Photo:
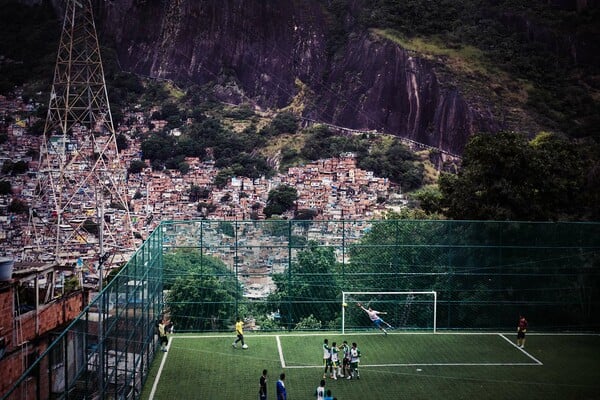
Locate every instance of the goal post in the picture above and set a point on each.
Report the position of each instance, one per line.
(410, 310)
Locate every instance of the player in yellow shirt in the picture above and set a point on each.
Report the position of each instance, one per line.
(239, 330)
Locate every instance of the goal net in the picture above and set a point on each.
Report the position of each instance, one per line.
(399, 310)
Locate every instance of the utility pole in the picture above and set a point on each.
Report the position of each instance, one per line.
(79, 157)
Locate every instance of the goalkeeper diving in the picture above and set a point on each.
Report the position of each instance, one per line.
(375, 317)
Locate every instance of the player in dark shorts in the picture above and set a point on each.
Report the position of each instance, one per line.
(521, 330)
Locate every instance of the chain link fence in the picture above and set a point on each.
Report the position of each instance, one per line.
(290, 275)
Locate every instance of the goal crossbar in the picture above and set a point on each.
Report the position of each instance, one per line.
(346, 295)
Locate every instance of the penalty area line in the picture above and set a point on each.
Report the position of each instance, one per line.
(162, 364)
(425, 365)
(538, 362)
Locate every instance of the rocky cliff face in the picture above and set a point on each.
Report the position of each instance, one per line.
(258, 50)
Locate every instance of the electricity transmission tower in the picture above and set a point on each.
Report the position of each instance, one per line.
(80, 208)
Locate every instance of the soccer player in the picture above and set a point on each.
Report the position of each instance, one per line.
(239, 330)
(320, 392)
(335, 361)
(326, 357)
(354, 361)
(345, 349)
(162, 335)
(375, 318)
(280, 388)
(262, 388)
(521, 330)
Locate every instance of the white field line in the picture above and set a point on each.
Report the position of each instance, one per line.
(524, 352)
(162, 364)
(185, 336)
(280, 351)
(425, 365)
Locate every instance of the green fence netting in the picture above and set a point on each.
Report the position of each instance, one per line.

########################################

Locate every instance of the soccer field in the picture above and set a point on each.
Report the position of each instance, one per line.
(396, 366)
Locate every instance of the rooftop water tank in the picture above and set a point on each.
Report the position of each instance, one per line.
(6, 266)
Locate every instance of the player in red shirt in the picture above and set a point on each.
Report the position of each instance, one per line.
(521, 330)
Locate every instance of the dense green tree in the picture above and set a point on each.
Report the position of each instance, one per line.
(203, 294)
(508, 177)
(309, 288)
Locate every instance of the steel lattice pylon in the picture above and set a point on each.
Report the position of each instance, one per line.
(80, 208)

########################################

◆ **WHAT THE TASK ASKS**:
For every line of the listing above that contains "green", add one, and report the final tally with no other words.

◆ **SOLUTION TO THIS EXERCISE**:
2